:: STATED GOAL A ::
According to the article about Acoustiblok, what is the price per square foot of the company's original product?

[PAGE EXTRACT start]

Industry. Construction materials
Key. Finding new geographic and industrial markets

For someone in the sound-proofing business, Lahnie Johnson can talk your ear off.

The 54-year-old entrepreneur has big ideas, and he isn't shy about sharing them. As an inventor and innovator they could be about new chemical compounds with the highest insulating properties on earth, or as an unabashed capitalist they tip toward how to make money with them.

Johnson is president and CEO of Acoustiblok Inc., a Tampa-based company that produces material to minimize noise. From its headquarters just north of MacDill Air Force Base, the firm has provided sound-blocking products for structures ranging from oil rigs to beer breweries.

The material used in Acoustiblok's products doesn't block sound, Johnson says, it transforms it. The product, eponymously named, absorbs sound and vibrates, turning the mechanical energy of sound into kinetic energy.

In the 14 years since Acoustiblok started operations, Johnson has created more than four versions of the original product, which sells for $2.20 per square foot.

Some of the innovations were forced on the firm, like after the housing crash. Acoustiblok is installed within a structure's walls, so when construction stopped so did Johnson's production. He says annual revenues halved from 2007 to 2008. “I knew I couldn't put it in the walls,” he recalls, “so I put it on them.”

He had a laboratory test a new iteration of Acoustiblok that had a foam texture rather than a hard rubbery feel. The test was successful — but expensive. Johnson says he spends more than $100,000 to test his products for soundproofing qualities and fire resistance.

[PAGE EXTRACT end]

:: STATED GOAL B ::
List every line in the records below that contains the string "text", treating uppercase and lowercase as different.

[INFORMATION PROVIDED start]

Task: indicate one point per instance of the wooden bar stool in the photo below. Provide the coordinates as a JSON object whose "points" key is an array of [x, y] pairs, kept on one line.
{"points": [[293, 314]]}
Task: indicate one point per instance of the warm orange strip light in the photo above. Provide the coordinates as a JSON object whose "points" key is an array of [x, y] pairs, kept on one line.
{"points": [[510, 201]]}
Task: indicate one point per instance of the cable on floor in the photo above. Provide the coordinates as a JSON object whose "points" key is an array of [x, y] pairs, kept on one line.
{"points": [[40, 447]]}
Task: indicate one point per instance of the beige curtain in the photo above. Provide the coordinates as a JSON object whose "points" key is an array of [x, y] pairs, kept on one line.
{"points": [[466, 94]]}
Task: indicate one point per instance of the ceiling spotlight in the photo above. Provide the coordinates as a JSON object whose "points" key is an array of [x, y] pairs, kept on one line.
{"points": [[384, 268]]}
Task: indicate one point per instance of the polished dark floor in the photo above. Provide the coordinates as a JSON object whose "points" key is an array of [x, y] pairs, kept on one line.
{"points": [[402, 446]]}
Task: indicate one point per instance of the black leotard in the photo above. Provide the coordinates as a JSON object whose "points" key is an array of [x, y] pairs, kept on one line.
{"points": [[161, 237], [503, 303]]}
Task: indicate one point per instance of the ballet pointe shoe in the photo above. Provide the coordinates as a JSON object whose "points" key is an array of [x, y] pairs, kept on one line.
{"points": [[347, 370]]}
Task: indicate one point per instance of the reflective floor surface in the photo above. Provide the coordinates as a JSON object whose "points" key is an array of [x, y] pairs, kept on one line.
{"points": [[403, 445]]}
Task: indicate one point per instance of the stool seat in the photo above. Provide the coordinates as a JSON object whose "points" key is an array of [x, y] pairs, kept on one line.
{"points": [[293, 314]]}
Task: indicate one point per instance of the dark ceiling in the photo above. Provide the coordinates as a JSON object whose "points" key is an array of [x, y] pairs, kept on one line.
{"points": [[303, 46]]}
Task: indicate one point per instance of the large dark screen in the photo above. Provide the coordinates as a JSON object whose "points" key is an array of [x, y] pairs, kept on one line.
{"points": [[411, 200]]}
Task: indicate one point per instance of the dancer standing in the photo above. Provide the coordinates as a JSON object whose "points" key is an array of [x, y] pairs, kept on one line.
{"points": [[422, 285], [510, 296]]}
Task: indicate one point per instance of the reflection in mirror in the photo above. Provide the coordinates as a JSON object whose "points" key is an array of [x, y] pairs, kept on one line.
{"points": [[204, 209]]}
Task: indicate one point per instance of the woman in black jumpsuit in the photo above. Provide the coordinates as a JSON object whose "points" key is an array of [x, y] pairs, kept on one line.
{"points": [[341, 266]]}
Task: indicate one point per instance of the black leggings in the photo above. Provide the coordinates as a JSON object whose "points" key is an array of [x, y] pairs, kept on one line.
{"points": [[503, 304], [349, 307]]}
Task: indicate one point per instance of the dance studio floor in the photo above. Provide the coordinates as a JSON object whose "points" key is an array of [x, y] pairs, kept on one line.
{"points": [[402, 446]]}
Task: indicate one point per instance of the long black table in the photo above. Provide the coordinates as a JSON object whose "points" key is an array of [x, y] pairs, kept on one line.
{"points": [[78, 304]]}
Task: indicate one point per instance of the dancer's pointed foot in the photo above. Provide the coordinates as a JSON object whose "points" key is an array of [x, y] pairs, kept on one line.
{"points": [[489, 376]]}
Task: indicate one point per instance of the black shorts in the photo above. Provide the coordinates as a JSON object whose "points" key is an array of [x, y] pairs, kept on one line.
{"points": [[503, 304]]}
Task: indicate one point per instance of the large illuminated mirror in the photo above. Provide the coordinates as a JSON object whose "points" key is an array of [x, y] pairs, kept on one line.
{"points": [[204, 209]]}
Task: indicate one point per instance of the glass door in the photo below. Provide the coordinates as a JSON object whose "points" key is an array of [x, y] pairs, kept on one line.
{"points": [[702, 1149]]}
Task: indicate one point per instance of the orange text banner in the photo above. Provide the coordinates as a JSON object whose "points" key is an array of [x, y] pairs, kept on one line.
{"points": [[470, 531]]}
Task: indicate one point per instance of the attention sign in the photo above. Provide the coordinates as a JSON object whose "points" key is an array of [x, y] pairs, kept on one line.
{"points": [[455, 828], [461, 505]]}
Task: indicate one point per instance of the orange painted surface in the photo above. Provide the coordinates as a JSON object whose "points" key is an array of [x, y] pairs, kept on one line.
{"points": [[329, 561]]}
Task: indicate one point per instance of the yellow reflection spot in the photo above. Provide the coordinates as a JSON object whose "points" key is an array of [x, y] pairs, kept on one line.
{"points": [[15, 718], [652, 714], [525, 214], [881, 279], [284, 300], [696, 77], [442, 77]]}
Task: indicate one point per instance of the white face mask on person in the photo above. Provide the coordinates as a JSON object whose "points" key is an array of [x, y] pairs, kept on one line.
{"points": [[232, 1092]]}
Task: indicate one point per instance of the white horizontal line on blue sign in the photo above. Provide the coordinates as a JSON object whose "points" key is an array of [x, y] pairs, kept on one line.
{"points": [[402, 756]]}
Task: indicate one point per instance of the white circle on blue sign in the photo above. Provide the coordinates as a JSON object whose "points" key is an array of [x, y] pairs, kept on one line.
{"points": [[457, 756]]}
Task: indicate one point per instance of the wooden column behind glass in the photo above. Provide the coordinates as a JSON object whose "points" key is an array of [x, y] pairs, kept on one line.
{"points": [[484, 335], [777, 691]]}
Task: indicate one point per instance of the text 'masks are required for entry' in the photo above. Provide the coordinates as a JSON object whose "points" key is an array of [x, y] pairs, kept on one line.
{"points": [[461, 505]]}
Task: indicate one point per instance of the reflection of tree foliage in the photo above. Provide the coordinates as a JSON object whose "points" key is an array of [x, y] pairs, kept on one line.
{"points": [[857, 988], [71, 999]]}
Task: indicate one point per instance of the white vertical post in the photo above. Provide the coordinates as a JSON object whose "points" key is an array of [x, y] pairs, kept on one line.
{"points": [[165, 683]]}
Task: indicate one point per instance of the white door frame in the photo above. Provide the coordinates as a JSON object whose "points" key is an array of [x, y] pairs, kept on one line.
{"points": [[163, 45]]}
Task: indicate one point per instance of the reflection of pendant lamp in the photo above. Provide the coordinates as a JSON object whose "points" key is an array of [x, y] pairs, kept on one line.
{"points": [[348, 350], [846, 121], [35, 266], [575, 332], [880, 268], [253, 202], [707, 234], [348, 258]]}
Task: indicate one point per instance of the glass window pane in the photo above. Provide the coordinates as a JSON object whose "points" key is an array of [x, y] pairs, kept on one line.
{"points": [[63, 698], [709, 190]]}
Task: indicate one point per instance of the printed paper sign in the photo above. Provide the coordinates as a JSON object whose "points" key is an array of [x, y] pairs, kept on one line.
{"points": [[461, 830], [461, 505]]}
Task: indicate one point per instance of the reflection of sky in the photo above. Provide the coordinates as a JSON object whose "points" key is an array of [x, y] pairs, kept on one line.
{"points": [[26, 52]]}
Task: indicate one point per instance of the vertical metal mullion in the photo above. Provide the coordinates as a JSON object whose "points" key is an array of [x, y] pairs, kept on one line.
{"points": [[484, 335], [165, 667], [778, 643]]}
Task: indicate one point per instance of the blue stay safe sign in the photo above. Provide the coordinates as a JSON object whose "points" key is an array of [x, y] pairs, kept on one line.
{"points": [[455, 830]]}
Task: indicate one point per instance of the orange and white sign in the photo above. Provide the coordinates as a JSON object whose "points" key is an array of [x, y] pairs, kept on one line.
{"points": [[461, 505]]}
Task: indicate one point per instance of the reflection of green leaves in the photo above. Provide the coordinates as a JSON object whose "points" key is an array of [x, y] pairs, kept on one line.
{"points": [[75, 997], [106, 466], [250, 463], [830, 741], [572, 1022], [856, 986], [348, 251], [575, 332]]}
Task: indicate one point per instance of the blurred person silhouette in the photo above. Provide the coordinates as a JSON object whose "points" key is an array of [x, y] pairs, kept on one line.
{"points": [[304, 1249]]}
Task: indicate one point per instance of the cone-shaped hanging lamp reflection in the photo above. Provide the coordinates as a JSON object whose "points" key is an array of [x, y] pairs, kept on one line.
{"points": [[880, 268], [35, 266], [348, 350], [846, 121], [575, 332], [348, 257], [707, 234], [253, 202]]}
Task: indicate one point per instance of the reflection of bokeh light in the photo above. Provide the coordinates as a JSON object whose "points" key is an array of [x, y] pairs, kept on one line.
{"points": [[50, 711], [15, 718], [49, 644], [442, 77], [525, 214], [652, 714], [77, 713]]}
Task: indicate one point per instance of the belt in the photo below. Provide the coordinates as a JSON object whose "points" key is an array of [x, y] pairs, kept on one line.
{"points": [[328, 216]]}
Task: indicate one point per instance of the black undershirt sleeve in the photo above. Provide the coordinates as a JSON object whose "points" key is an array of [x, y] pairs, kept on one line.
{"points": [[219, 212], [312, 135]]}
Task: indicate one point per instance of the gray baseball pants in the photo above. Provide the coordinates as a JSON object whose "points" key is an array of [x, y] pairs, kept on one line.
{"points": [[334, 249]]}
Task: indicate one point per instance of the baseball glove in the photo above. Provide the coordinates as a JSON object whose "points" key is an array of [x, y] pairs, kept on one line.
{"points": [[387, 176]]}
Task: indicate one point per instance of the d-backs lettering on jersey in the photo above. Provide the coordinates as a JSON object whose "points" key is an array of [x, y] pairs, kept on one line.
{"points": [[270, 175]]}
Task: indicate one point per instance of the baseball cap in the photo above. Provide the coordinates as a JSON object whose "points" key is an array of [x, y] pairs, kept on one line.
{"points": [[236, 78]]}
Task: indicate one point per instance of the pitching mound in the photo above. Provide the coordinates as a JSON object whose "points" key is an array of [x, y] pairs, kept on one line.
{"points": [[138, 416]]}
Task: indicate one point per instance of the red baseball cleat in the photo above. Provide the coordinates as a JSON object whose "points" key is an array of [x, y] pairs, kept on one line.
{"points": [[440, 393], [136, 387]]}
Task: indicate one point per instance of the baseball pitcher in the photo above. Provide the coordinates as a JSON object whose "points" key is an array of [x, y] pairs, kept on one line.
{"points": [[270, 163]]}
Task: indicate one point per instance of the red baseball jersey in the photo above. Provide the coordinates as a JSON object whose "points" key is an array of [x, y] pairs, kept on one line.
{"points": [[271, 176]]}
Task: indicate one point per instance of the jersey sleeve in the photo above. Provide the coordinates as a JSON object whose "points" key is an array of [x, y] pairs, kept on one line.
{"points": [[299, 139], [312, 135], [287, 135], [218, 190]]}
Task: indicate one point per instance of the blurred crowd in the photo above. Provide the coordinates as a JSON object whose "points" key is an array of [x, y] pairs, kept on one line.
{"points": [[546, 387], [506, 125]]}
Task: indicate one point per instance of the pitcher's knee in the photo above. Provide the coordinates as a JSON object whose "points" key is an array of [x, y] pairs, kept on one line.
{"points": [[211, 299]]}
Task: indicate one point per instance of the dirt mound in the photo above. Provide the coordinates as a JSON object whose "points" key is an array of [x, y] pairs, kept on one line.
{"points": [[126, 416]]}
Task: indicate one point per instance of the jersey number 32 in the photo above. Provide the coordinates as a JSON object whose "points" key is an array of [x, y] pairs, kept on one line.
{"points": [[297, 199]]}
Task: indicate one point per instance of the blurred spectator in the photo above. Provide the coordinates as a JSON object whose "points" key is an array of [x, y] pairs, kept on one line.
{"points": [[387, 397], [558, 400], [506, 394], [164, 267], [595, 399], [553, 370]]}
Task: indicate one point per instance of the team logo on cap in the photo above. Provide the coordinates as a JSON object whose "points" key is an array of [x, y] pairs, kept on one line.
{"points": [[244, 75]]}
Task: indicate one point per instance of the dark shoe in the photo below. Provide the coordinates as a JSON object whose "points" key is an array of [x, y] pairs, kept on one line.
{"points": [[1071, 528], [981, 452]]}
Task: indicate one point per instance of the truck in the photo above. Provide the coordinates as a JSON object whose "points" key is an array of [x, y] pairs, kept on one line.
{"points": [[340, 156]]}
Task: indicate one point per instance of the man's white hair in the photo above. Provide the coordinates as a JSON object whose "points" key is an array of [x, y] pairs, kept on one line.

[INFORMATION PROVIDED end]

:: EXERCISE RESULT A ::
It sells for $2.20 per square foot.

:: EXERCISE RESULT B ::
Task: indicate one point per instance of the orange text banner in the photo above. Provide the coordinates as a JSON object whose "points" key is an array of [x, y] pairs, kept on one line.
Task: indicate one point per instance of the text 'masks are required for entry' in the photo above. Provide the coordinates as a JSON object whose "points" key is an array of [x, y] pairs, kept on one line.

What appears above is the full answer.